### Your goal
Copy the material word for word, from its very first line down to the line containing "POLYGON ((186 193, 188", both ends included.

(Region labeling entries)
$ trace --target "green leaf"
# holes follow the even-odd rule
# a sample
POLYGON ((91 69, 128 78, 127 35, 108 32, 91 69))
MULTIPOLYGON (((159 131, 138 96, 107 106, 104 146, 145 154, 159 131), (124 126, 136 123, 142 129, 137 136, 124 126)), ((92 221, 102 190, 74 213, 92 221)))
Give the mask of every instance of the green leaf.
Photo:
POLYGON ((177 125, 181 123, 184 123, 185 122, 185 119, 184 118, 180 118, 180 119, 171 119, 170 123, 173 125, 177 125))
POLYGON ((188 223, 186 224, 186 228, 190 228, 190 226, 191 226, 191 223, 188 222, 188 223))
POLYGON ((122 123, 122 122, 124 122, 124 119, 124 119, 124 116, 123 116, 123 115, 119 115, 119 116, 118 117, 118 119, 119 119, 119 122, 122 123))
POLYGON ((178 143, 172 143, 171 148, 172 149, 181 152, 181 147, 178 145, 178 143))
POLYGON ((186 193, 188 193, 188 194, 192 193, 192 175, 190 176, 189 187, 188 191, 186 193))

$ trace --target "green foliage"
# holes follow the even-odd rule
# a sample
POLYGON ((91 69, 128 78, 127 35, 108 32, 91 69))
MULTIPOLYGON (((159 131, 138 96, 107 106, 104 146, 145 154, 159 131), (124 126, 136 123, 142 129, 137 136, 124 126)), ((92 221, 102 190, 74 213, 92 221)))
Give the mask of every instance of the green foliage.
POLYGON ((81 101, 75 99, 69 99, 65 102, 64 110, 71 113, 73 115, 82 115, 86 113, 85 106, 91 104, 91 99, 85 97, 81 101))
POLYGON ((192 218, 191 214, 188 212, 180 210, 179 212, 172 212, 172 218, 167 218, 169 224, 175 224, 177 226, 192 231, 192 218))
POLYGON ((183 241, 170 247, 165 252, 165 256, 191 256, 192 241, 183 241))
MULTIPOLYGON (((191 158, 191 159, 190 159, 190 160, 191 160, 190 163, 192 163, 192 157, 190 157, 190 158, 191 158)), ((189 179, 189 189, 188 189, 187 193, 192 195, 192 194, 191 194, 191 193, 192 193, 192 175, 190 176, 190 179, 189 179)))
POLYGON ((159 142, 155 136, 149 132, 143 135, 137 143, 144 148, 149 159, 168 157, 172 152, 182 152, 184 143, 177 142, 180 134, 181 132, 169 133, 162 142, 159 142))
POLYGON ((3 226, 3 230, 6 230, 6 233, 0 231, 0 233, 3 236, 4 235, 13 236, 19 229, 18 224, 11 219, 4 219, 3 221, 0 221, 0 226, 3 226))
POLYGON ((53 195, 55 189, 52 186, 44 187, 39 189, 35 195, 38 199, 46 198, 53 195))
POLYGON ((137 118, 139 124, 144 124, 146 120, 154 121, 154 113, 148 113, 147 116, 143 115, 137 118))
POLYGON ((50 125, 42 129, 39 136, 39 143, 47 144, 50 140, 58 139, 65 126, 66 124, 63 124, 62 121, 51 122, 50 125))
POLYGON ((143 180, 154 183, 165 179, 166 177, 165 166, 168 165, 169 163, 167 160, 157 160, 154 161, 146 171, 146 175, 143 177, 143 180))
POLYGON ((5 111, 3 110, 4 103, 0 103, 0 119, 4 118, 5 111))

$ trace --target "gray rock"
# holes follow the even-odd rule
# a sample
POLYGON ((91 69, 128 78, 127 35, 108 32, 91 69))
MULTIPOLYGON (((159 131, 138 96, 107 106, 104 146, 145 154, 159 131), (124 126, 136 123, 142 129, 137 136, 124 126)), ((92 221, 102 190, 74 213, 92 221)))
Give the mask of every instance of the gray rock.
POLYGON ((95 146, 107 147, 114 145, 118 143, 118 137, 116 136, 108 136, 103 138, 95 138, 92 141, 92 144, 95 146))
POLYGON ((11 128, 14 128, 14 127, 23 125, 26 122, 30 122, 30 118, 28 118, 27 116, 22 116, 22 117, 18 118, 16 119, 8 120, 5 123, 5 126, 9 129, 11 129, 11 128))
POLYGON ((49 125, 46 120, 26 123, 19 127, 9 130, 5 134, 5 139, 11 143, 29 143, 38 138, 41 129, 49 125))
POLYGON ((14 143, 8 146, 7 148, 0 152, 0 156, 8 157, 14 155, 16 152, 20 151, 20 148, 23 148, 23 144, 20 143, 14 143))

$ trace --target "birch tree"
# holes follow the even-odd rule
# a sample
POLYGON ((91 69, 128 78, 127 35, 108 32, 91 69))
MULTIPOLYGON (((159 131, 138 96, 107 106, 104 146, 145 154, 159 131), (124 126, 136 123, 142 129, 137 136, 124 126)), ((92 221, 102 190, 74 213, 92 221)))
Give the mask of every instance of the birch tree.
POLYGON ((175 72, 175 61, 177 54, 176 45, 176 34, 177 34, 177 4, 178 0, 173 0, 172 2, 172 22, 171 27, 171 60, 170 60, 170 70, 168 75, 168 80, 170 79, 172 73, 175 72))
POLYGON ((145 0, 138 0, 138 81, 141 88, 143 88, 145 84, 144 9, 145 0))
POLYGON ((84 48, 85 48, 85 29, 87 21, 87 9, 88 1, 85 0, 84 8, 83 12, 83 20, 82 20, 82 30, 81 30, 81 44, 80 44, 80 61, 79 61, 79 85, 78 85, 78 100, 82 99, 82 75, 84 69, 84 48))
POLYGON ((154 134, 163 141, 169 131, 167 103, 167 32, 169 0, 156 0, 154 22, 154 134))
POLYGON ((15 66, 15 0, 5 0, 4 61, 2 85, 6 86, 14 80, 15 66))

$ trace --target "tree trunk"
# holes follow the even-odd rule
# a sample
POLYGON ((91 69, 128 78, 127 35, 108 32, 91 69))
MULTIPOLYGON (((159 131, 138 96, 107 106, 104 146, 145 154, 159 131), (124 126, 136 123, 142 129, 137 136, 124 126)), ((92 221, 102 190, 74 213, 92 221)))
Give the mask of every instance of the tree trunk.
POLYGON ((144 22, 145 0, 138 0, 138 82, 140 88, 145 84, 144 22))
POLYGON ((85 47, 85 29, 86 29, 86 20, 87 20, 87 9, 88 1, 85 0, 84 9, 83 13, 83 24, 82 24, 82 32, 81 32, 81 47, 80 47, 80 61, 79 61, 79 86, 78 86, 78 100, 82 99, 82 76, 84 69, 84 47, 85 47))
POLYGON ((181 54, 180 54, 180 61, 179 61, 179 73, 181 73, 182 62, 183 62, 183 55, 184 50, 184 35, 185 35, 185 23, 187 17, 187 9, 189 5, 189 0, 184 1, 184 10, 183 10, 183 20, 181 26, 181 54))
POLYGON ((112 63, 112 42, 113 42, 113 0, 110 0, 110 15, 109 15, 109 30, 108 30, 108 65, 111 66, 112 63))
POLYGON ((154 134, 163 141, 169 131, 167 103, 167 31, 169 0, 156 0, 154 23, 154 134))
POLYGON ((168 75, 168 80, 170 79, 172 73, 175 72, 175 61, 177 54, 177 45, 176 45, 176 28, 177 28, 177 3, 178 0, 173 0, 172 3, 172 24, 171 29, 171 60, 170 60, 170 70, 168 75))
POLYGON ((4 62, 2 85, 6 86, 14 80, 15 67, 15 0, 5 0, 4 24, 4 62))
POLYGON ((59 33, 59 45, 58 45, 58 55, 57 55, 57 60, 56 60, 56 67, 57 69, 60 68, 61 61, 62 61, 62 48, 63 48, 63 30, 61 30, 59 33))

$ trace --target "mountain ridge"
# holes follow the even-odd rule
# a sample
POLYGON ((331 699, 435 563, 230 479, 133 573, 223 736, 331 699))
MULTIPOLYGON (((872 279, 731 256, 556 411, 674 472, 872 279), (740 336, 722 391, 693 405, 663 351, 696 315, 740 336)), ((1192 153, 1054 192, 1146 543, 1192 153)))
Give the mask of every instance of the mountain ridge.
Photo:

### Exercise solution
$ trace --target "green leaf"
# holes follow the even-odd rule
# a sample
POLYGON ((91 69, 128 78, 127 35, 108 32, 91 69))
MULTIPOLYGON (((159 131, 138 96, 107 106, 104 146, 145 154, 159 131), (124 126, 136 123, 142 129, 137 136, 124 126)), ((92 221, 102 190, 74 213, 92 221)))
Give the mask of every instance of the green leaf.
Photo:
POLYGON ((177 125, 181 123, 184 123, 185 122, 185 119, 184 118, 180 118, 180 119, 171 119, 170 123, 173 125, 177 125))
POLYGON ((188 223, 186 224, 186 228, 190 228, 190 226, 191 226, 191 223, 188 222, 188 223))
POLYGON ((122 123, 122 122, 124 122, 124 119, 124 119, 124 116, 123 116, 123 115, 119 115, 119 116, 118 117, 118 119, 119 119, 119 122, 122 123))
POLYGON ((178 143, 172 143, 171 148, 172 149, 181 152, 181 147, 178 145, 178 143))
POLYGON ((186 193, 188 193, 188 194, 192 193, 192 175, 190 176, 189 187, 188 191, 186 193))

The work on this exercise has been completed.